## [WHAT IS NEEDED]
Reproduce the data word for word, from its very beginning down through the line containing "[120,323,130,348]", including that line. Leave the pictures out of your answer.
====================
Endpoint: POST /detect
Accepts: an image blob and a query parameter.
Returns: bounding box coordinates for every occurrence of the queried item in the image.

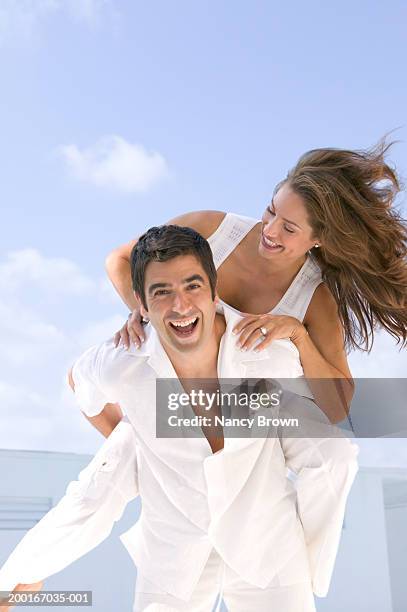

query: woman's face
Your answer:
[259,179,319,260]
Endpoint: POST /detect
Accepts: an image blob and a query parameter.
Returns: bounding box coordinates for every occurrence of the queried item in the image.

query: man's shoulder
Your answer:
[76,338,155,376]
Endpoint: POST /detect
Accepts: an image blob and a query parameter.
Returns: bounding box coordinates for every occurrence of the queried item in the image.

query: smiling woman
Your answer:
[106,141,407,412]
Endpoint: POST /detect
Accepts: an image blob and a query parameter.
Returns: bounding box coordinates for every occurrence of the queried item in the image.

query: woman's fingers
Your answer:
[113,331,121,348]
[120,323,130,348]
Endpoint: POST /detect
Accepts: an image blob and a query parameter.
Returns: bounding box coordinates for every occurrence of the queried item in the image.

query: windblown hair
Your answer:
[130,225,217,309]
[277,140,407,351]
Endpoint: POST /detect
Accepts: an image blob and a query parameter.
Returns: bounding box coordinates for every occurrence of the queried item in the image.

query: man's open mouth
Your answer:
[170,317,199,338]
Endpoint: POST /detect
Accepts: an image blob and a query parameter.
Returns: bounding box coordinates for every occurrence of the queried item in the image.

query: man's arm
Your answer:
[0,419,138,591]
[280,395,359,597]
[68,368,123,438]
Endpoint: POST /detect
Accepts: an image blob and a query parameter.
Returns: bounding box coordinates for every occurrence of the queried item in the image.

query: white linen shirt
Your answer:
[0,307,357,600]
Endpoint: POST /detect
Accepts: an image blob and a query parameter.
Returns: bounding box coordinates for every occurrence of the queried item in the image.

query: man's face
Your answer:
[141,255,216,352]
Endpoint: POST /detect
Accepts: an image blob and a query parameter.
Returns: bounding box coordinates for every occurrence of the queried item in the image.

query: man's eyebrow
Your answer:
[182,274,205,283]
[148,283,171,295]
[269,200,302,229]
[148,274,205,295]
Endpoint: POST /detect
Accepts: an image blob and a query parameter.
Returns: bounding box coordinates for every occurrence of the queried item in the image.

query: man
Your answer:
[0,226,357,612]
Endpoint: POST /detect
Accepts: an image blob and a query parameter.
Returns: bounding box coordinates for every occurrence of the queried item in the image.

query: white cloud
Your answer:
[0,249,95,295]
[60,136,170,193]
[0,0,118,44]
[0,249,125,452]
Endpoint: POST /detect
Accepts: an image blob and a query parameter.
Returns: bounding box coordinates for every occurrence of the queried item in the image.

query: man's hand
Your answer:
[0,582,44,612]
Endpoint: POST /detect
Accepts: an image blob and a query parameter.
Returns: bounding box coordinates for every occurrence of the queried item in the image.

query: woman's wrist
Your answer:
[290,323,309,349]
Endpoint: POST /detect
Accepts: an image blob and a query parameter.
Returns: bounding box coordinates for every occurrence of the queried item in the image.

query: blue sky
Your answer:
[0,0,407,465]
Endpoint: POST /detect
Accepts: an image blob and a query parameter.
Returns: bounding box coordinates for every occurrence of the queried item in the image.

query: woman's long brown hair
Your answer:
[278,140,407,351]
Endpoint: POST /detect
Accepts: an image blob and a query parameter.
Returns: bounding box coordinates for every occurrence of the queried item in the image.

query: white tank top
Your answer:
[208,213,322,321]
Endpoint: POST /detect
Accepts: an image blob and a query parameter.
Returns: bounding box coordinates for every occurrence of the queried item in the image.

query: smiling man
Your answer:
[0,225,357,612]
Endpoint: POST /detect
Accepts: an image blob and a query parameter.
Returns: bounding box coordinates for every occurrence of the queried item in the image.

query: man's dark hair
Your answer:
[130,225,217,308]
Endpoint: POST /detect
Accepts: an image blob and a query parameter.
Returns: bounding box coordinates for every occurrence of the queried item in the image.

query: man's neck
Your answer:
[166,314,226,378]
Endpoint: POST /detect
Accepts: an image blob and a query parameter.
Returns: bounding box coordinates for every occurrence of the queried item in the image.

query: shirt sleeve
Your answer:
[72,343,116,417]
[0,419,138,591]
[280,395,359,597]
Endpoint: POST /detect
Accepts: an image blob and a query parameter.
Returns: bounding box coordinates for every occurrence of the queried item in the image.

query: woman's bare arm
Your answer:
[294,284,354,422]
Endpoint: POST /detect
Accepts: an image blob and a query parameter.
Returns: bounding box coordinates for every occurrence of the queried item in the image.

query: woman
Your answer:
[106,142,407,420]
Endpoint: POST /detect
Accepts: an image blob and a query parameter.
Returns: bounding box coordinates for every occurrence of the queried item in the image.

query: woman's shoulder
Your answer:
[168,210,226,238]
[306,282,338,322]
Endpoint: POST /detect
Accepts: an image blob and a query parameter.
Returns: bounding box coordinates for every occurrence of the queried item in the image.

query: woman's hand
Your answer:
[233,314,308,351]
[114,307,146,348]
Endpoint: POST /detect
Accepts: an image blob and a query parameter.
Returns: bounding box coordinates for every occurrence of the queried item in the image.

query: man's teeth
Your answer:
[171,317,198,327]
[263,236,282,247]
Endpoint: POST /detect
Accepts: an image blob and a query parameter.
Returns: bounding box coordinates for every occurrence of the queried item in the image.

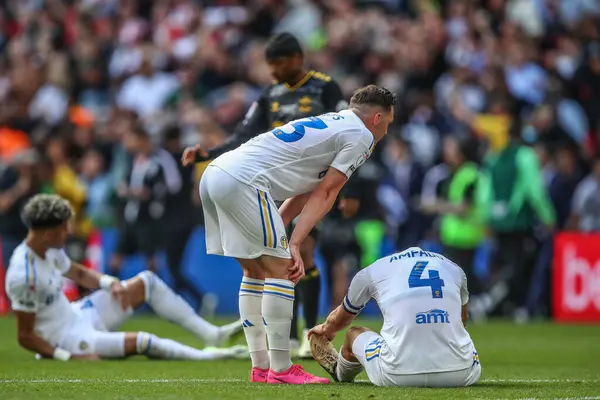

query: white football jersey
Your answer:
[343,247,475,375]
[6,242,79,346]
[211,110,374,201]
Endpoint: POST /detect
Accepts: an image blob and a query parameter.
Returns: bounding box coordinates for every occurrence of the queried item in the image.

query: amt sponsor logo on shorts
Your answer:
[415,308,450,325]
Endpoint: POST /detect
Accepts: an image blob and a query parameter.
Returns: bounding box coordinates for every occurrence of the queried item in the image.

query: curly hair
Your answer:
[23,194,75,229]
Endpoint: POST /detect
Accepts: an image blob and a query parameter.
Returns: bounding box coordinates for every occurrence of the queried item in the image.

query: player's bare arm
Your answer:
[279,192,312,227]
[15,311,98,361]
[65,262,131,310]
[290,168,348,276]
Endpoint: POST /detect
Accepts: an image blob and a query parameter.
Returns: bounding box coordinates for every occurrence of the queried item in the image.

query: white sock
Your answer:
[137,332,230,361]
[262,278,294,372]
[335,349,363,382]
[239,277,269,369]
[138,271,219,344]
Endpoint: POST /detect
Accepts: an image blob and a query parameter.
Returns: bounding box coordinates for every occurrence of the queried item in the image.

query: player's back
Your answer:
[211,110,374,200]
[368,247,474,375]
[6,243,79,345]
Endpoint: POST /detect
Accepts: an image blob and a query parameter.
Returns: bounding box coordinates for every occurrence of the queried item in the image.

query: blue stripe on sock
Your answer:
[265,282,294,290]
[242,279,265,286]
[145,335,152,355]
[263,290,294,300]
[240,289,263,294]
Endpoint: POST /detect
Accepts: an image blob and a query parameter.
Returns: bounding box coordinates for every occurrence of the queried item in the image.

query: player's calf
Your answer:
[125,332,248,361]
[132,271,229,346]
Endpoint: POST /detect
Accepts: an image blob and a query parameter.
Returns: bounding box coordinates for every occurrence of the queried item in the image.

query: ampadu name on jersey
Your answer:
[390,249,445,263]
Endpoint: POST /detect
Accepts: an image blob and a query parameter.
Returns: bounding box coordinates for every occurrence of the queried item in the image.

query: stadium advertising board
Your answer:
[552,233,600,322]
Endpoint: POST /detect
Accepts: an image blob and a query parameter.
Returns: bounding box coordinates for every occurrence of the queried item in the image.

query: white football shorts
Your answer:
[58,290,133,358]
[200,165,291,259]
[352,331,481,387]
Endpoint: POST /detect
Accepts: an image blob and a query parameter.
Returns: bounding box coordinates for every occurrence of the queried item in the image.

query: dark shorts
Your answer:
[116,222,162,257]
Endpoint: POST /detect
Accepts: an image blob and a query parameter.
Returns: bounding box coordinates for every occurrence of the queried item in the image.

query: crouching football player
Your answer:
[308,247,481,387]
[6,195,249,361]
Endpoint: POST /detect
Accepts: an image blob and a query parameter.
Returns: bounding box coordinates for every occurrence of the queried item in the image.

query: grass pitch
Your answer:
[0,316,600,400]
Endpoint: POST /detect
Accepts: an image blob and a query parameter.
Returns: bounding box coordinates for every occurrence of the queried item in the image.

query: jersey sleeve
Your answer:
[342,268,373,315]
[206,89,270,161]
[460,268,469,306]
[321,80,348,112]
[331,134,370,178]
[6,277,40,314]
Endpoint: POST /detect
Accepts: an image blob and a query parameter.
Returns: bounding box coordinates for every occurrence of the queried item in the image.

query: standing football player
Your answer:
[200,85,396,385]
[183,33,348,358]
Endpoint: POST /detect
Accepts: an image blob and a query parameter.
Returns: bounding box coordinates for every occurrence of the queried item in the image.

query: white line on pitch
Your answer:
[0,378,600,384]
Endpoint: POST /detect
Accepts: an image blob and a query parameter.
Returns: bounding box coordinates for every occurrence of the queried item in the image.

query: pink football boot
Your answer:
[267,364,329,385]
[250,367,269,383]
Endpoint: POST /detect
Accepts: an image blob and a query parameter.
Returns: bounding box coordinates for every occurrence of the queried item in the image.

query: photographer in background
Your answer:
[156,126,203,308]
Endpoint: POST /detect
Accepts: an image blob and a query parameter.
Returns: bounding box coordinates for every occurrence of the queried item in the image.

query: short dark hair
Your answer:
[265,32,304,61]
[23,194,75,229]
[350,85,396,110]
====================
## [SOLVED EXERCISE]
Endpoint: POST /detect
Accepts: an image blob and a query parameter.
Returns: bounding box coordinates for every occurrence of the queried item in the image.


query: woman's face
Your answer:
[259,179,319,260]
Endpoint: POST /detect
Accepts: an image blob and a query parameter.
Returns: bounding box coordinates for every occurrence of the queried item in the image.

query: man's shoulder
Your answer:
[76,338,155,376]
Endpoint: POST /detect
Accepts: an image blob and a query parameter.
Returns: bounding box coordinates for every occurrence of the queried item in the image.

query: smiling woman
Your answer:
[106,141,407,412]
Endpoint: POST /detect
Accepts: an image blob and a query parameter.
Returns: bounding box coordinates for every occurrence of the queried item in the image.

query: woman's fingers
Your answer:
[113,331,121,348]
[120,323,130,348]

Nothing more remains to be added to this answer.